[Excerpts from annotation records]
———

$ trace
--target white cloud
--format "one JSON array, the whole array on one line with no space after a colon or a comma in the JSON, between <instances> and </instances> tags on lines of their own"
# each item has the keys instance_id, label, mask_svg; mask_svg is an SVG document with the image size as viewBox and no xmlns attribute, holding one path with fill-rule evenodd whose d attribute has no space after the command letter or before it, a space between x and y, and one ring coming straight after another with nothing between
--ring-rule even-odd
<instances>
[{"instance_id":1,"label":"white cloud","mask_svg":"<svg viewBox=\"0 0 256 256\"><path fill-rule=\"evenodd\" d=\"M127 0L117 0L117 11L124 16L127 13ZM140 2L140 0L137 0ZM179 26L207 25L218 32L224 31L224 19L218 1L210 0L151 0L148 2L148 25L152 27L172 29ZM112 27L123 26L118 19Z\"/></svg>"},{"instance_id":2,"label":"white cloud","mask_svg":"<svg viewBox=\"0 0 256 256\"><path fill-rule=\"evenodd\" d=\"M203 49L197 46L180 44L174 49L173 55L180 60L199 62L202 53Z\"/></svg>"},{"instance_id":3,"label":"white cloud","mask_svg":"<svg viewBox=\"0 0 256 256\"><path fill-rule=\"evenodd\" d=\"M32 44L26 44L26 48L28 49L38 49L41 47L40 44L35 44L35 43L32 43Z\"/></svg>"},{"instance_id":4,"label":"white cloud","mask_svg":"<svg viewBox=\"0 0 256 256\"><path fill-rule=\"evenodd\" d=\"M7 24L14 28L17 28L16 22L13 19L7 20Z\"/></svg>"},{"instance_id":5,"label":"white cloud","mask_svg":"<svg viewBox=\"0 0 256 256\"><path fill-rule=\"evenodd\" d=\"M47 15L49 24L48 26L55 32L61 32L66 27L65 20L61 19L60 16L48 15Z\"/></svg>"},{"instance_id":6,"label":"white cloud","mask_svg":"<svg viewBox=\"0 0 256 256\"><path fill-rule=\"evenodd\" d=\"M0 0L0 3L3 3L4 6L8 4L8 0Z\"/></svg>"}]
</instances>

———

What the exercise asks ->
Write out the records word for word, starting at the very first line and ending at the line that contains "JSON array, the", with that line included.

Exercise output ->
$ trace
--target white cloud
--format "one JSON array, the whole array on one line with no space after a colon or a comma in the JSON, between <instances> and </instances> tags on lines of their own"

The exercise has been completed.